§ **THE PROBLEM**
Please condense the paragraph of the article on Claude Mallia's resignation that begins "Mallia graduated in architecture" into a short bulleted list that keeps its main facts.

§ **TEXT SEGMENT**

Planning Commission chairperson Claude Mallia has resigned, just over a year after he was appointed, the Planning Authority has confirmed.

A spokesman for the authority said Mallia had resigned “to pursue career moves/changes”. No official statement was issued by the authority about the resignation.

The commission assesses planning applications that fall within development zones.

Claude Mallia has “an opportunity for a change in career”.Claude Mallia has “an opportunity for a change in career”.

Mallia had been appointed in November 2020 to replace Simon Saliba following the persistent calls for the latter’s removal by several environmental NGOs.

They had accused Saliba of “siding with developers” during hearings. Saliba was then relegated to serving as a member of the PA’s regularisation committee.

There have been no such complaints against Mallia.

Commission chairs and members are appointed to fixed terms of three years and the government cannot remove them from the boards altogether. They can ask them to take on a different role within a different commission.

When contacted, Mallia confirmed he had “an opportunity for a change in career”.

Asked whether he had resigned because of any possible conflicts of interest, Mallia replied: “Far from it. I enjoyed my three-year stint at PA. Never had any conflicts.”

Mallia graduated in architecture in 1997. When Labour took office in 2013, he was appointed a member of the Cultural Heritage Advisory Committee and remained in the role until 2018.

The following year he was appointed to the planning commission before going on the chair it.

He also served as a substitute member of the Environment and Planning Review Tribunal, which hears appeals against decisions of the PA board and commissions.

Civil society anger towards Saliba had peaked in July 2020, when 11 organisations called for his removal as chairperson “for obstructing the right to a fair planning process”.

The NGOs insisted the man consistently showed disrespect towards residents and other objectors during planning authority sittings and “has often openly and aggressively sided with the developers instead of fulfilling his role as an impartial arbitrator”.

Saliba’s removal was the second major shake-up of planning commissions announced within months, following the removal of Elizabeth Ellul as chair of the ODZ board.

Ellul was removed following a series of controversies concerning approved projects in ODZ areas.

Natural-language object grounding lines
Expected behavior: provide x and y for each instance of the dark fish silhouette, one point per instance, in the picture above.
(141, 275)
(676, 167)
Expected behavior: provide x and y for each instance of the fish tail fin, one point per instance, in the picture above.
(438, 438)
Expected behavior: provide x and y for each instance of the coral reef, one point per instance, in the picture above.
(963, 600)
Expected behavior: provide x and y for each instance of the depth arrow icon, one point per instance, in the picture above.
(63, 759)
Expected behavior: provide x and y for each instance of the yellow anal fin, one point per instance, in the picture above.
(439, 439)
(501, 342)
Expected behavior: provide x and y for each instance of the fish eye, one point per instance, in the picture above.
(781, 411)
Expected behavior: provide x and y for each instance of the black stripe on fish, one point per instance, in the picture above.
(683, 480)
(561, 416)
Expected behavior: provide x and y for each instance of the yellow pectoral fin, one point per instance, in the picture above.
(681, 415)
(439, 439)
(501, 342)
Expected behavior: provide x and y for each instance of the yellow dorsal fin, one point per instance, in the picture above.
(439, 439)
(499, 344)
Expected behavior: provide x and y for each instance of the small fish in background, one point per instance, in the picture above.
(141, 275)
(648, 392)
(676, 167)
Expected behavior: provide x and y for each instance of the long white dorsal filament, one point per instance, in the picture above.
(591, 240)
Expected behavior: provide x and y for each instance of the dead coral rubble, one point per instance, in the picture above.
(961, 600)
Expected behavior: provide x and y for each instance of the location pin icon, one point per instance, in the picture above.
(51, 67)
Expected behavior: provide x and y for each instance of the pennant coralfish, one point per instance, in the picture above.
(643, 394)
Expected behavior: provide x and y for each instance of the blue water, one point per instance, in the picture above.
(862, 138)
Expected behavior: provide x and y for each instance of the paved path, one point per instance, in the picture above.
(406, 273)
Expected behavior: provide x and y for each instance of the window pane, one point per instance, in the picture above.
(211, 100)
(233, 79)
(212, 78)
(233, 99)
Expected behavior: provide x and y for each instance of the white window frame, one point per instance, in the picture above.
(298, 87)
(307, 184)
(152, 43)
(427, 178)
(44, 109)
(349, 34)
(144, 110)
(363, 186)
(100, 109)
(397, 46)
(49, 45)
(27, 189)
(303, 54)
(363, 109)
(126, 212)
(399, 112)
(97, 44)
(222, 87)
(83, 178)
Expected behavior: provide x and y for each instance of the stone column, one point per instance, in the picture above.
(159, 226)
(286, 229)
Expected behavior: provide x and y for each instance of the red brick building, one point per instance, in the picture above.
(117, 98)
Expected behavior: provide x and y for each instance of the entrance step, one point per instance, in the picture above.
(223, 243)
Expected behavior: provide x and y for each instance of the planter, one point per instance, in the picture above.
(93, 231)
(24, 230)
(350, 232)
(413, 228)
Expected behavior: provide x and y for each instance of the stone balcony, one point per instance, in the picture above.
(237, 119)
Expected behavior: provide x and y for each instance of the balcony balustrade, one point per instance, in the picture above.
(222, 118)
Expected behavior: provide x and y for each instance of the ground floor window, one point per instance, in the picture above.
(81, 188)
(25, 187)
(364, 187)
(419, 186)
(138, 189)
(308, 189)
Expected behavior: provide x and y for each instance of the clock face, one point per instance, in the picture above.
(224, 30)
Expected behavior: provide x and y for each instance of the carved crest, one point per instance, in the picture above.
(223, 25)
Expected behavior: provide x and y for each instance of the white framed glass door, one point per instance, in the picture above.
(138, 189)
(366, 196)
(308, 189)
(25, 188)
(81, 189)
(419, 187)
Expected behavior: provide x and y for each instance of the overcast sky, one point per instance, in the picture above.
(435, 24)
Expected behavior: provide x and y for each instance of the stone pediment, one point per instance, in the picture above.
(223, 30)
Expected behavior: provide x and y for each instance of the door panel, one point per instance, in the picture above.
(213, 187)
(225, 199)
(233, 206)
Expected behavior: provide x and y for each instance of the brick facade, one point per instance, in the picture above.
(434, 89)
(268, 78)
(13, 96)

§ **REPLY**
- Graduated in architecture in 1997
- Appointed a member of the Cultural Heritage Advisory Committee when Labour took office in 2013
- Remained in that role until 2018